What this task involves: Return the opening lines of the material, word for word. End with the line that contains "positive clicks: (698, 449)".

Study material:
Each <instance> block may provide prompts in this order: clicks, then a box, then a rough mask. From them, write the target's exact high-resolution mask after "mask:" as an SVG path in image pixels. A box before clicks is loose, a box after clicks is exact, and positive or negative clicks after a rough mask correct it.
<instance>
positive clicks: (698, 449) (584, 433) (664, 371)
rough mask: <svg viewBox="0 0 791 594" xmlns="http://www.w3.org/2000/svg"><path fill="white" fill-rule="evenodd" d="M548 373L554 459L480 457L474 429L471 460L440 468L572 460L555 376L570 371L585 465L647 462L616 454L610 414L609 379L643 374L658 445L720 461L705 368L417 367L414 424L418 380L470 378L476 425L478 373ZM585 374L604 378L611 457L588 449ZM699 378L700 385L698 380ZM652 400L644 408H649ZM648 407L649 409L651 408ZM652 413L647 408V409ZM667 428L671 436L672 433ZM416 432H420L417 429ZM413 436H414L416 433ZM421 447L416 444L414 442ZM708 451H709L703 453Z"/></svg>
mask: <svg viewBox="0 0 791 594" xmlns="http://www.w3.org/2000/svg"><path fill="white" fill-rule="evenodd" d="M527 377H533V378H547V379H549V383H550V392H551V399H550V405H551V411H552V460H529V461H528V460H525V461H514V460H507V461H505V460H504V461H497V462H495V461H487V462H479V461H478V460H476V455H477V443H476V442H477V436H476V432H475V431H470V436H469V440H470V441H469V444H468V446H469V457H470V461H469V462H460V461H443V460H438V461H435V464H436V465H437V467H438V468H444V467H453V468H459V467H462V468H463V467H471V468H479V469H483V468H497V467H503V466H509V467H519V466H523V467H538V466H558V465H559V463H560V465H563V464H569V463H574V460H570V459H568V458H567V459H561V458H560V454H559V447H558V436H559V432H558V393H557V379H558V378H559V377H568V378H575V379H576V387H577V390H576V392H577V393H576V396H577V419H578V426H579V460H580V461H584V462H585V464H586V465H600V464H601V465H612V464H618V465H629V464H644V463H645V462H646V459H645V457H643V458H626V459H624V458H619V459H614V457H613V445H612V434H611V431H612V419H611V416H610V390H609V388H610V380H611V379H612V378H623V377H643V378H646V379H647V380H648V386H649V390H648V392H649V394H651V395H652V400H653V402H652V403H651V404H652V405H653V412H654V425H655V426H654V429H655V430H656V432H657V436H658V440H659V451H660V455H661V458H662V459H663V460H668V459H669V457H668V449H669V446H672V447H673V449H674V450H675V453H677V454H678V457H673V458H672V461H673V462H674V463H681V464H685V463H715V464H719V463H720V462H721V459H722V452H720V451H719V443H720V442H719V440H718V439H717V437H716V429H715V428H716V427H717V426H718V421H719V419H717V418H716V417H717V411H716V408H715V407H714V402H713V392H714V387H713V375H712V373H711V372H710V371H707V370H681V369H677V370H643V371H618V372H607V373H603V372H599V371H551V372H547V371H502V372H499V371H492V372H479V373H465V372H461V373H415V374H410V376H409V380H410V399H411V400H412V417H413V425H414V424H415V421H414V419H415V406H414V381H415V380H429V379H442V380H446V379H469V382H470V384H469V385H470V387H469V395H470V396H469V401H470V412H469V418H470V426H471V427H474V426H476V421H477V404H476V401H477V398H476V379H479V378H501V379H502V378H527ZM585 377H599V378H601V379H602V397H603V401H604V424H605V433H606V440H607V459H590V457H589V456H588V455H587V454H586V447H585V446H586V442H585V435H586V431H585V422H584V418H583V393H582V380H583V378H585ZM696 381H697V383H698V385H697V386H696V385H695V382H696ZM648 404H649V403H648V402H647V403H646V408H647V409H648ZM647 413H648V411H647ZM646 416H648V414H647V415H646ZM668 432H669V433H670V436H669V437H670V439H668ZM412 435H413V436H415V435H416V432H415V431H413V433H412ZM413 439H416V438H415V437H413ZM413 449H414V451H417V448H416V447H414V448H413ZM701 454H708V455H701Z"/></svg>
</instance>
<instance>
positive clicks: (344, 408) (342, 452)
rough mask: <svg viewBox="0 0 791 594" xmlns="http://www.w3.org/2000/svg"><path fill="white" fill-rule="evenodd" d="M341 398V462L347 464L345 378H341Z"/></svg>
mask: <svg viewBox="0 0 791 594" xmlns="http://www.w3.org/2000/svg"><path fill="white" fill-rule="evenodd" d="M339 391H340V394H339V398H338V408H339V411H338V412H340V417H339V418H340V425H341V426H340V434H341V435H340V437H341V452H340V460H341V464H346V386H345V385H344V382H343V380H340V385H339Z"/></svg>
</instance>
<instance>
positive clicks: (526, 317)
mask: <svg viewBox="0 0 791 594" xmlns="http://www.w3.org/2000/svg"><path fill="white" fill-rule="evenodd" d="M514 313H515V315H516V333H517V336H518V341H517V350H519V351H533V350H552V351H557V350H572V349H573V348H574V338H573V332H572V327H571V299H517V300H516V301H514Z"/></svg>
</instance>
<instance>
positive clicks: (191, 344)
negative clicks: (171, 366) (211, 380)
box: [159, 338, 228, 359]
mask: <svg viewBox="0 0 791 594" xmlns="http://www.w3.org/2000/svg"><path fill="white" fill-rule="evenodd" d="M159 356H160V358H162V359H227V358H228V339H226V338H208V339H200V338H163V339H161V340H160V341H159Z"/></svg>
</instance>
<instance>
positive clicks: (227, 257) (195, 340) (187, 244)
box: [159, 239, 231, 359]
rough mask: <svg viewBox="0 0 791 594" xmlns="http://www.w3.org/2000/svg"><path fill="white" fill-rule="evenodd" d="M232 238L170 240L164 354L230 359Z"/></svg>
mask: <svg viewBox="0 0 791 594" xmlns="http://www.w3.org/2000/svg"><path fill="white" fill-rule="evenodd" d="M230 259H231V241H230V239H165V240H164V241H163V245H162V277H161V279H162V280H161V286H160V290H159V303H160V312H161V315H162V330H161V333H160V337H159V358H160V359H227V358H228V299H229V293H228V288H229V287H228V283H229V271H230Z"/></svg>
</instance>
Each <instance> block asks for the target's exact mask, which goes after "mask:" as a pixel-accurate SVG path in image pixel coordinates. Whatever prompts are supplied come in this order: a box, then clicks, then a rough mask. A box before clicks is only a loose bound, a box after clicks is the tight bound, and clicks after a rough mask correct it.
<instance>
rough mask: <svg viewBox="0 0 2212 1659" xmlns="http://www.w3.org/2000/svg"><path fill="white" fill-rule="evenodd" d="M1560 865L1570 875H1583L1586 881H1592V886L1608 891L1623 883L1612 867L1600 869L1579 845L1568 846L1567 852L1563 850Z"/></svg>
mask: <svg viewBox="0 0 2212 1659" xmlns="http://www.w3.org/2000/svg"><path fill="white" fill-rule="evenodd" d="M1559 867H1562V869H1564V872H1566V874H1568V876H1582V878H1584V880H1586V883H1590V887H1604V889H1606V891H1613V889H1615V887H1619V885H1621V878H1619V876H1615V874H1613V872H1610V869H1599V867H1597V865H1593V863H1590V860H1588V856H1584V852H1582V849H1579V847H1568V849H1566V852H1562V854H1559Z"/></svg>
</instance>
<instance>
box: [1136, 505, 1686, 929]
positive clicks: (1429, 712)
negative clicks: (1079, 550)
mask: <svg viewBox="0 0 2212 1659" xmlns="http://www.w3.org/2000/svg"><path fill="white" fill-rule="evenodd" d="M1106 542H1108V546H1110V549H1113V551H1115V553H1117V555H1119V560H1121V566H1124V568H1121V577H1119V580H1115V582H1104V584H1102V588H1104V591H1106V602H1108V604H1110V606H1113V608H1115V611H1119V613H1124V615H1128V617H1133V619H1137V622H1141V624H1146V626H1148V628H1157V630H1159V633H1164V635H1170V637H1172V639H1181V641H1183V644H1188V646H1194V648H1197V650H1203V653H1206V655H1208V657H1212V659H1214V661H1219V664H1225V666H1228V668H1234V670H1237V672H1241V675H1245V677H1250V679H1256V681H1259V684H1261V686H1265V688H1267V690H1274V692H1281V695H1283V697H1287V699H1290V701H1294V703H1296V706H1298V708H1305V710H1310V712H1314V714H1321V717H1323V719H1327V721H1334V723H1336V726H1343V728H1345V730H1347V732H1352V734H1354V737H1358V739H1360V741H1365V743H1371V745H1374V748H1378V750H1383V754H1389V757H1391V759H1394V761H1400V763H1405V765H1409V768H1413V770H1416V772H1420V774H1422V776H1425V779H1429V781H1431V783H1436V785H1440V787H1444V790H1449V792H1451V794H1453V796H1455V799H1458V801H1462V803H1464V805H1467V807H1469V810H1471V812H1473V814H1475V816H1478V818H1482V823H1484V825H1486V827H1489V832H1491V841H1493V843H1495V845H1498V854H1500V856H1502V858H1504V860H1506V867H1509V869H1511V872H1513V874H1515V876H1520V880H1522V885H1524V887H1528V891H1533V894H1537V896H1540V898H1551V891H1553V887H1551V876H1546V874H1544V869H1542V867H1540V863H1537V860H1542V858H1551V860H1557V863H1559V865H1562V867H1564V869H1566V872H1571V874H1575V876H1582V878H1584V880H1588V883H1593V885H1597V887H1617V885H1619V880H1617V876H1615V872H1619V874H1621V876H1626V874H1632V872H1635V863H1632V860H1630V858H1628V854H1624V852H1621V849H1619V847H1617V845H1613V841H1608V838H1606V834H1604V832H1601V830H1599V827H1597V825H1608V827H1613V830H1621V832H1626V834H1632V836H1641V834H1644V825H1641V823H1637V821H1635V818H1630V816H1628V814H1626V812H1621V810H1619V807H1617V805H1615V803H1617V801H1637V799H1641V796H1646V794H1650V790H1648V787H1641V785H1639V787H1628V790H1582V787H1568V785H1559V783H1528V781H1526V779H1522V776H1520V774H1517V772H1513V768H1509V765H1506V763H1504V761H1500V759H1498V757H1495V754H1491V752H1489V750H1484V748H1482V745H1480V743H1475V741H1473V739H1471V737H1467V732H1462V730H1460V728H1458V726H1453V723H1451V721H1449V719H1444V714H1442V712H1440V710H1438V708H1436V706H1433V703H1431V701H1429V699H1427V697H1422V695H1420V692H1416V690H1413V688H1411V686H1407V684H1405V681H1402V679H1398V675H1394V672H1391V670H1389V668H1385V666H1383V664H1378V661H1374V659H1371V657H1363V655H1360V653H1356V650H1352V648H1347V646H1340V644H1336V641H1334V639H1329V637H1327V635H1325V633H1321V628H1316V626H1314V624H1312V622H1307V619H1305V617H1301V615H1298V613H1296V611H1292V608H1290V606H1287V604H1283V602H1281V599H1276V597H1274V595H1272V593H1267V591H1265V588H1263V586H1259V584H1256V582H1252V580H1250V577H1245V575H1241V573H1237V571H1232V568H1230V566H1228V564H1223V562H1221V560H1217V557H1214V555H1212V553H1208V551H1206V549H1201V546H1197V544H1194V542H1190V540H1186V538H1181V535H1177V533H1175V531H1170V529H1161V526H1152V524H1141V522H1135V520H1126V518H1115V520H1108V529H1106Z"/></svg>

Reply:
Each <instance> block may provide prompts in this order: clicks, then a box, then a rough mask. From them, write the target's exact high-resolution mask after "mask:" as an SVG path in image pixels. A box before clicks is loose, a box after clicks is exact, and positive or negative clicks after a rough mask correct it.
<instance>
positive clicks: (698, 449) (584, 433) (664, 371)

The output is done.